**Provided text**
____

The weathered linoleum in the kitchen feels good against my bare feet. Just like the kitchen back home. Every other room is old hardwood, perfect for pacing around.

My roommate acquired most of the furniture himself, either from his family or from yard sales and such. I’m grateful for it; my bed is currently two couch cushions with a sheet over them on my bedroom floor. It’s way more comfy than I expected.

The adjustment into a routine didn’t take long. I wake up, check email, open up some Write Practice tabs and maybe a tv show, make some breakfast, and figure out my day. Sometimes I write original stuff, other times it’s a review. Regardless, there’s always something to be done for work or an errand that needs to be run to break up the day.

Speaking of running, I ran this afternoon! It was only 2.5 miles, but it felt good to get back into the habit. I’m doing a 5K in November with my sister, so training for that’ll be loads of fun.

____

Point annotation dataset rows
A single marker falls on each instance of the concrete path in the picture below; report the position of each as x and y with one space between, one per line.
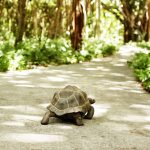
122 108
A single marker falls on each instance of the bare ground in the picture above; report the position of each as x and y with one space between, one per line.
122 109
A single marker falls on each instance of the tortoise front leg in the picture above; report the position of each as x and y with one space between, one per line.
46 117
78 119
90 113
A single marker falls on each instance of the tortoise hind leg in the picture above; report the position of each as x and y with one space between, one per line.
90 113
46 117
78 119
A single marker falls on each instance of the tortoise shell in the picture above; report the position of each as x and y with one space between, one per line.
69 100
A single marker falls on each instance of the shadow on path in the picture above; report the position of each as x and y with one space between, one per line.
122 110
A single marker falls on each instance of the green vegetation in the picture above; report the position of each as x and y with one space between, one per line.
141 65
43 52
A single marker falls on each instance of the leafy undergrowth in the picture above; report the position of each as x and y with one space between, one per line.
34 52
141 65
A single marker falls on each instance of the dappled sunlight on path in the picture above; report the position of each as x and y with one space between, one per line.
122 108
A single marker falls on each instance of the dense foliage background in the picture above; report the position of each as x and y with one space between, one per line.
43 32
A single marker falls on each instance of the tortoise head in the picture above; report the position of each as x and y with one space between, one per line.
92 101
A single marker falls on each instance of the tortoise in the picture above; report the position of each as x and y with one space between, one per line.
71 104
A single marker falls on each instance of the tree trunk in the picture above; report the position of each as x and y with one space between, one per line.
58 19
97 26
77 24
21 20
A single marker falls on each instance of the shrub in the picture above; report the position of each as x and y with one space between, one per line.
141 65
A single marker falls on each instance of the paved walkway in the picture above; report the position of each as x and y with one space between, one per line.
122 108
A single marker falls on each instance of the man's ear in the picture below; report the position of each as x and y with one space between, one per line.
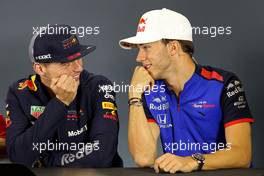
174 47
39 68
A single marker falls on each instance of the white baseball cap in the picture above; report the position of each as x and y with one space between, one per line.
159 24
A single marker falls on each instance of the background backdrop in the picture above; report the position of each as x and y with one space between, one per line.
240 52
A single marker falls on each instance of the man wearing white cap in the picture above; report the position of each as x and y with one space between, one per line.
201 113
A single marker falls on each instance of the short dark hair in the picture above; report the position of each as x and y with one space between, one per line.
187 46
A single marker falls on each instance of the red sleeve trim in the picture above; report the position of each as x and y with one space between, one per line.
151 120
239 121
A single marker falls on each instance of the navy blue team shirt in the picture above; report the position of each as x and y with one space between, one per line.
194 122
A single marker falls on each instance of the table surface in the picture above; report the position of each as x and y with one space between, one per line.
140 172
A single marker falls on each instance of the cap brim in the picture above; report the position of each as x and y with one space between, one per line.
132 42
85 49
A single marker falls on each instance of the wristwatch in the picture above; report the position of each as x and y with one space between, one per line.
200 160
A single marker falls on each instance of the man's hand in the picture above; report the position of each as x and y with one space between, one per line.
172 163
65 88
140 82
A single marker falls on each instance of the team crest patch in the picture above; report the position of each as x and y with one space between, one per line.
36 111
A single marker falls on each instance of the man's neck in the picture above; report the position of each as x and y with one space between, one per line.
182 71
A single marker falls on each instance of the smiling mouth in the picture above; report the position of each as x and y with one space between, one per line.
76 77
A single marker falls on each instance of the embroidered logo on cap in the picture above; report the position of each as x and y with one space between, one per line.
141 25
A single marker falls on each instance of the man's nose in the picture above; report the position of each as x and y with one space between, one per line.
141 56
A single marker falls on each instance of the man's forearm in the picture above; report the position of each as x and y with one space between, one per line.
142 144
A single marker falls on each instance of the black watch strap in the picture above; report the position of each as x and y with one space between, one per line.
200 160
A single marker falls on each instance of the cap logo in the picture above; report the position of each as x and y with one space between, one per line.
68 43
141 25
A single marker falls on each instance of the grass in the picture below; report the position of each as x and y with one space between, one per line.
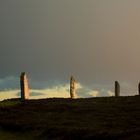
60 119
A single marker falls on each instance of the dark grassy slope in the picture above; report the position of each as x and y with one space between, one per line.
92 118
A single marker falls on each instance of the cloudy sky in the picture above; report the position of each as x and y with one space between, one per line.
96 41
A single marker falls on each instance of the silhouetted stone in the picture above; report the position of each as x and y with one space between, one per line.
139 88
117 89
72 87
24 86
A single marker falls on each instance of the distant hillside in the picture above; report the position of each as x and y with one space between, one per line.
110 118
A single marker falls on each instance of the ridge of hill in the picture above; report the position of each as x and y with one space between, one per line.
111 118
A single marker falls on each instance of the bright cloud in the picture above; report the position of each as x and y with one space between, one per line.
94 93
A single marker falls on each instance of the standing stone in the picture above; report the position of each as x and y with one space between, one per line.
139 88
72 87
117 89
24 86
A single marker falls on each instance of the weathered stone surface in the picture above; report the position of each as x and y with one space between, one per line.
24 86
139 88
72 87
117 89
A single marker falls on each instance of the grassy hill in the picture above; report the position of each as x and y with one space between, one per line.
66 119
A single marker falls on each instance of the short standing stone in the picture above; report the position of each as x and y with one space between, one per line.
72 87
24 86
117 89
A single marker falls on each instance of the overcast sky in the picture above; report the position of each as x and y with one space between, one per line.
96 41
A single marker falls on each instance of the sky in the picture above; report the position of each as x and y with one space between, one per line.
96 41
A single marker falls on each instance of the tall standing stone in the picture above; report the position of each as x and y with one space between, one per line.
24 86
117 89
72 87
139 88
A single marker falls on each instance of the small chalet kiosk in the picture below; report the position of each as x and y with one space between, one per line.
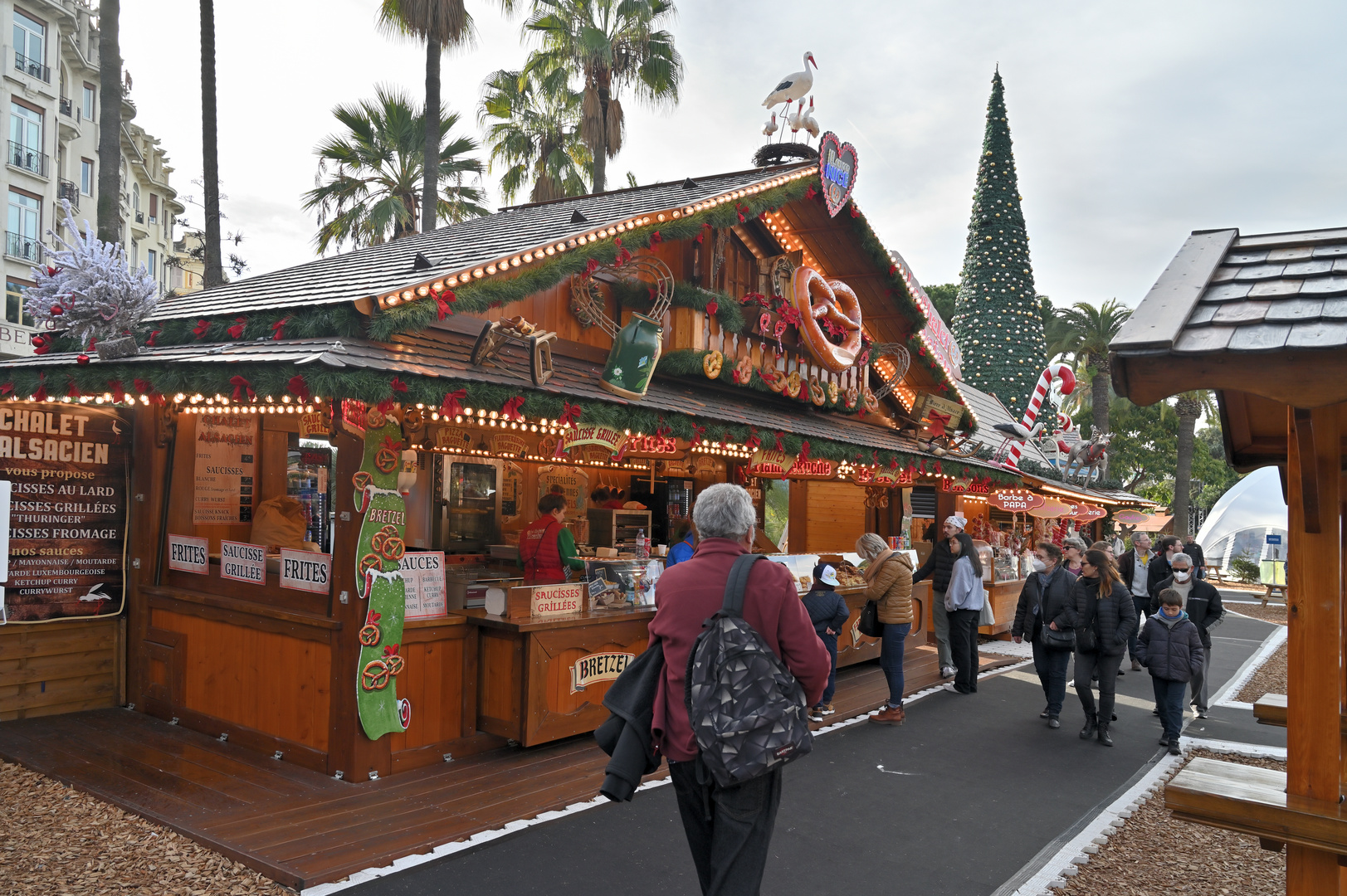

____

**Tasks to complete**
**A.** Update the rows in the stretch from the line containing "A single marker falls on each instance of the sky" through the end of the rows, replacing "tall standing stone" with "tall upright stone" and keeping everything else the same. Leave the pictures out of your answer.
**B.** Go on with the piece about settling into a new apartment, starting from where it stops.
The text and the rows have no connection to each other.

**Solved tasks**
**A.**
A single marker falls on each instance of the sky in the picture above; report the position of each as x and y with one space between, one per line.
96 41
A single marker falls on each instance of the tall upright stone in the picture above; report the position of each as x and y with one space between, one per line.
24 86
117 89
72 87
139 88
A single marker falls on each instance of the small chalet kiosk in the picture below; report the position of each as x and y with one space between, one per line.

**B.**
Another neat little habit I picked up is the 15-minute writing burst. If you’re looking to increase productivity or build up a habit, pick up The 15-Minute Writer: How to Write Your Book in Only 15 Minutes A Day by Jennifer Blanchard. Geared primariy towards non-fiction writers, her approach to writing and her advice on achieving bursts of productivity are surprisingly simple, yet highly effective.

Granted, I can’t get all of my writing done in 15-minutes. It usually ends up being at least two bursts, if not four or five, before I need to step back and take a quick break, especially with fiction. Character development and scene building take time to work out, especially when planning to write a novel in a month.

NaNoWriMo is going swimmingly, by the way. I have five charcters realized, with two more in the works. All that’s left to figure out is the plot. Time to comb through my resources and figure out what’ll happen to Jai. It’s not an adventure, thriller, or crime story. I’m taking a literary approach to this one, so the whole ‘incident -reaction – incident – reaction’ principle to storytelling will be more subtle here than some of my other writing. It’ll be a fun challenge to figure it out this week.

Happy Monday!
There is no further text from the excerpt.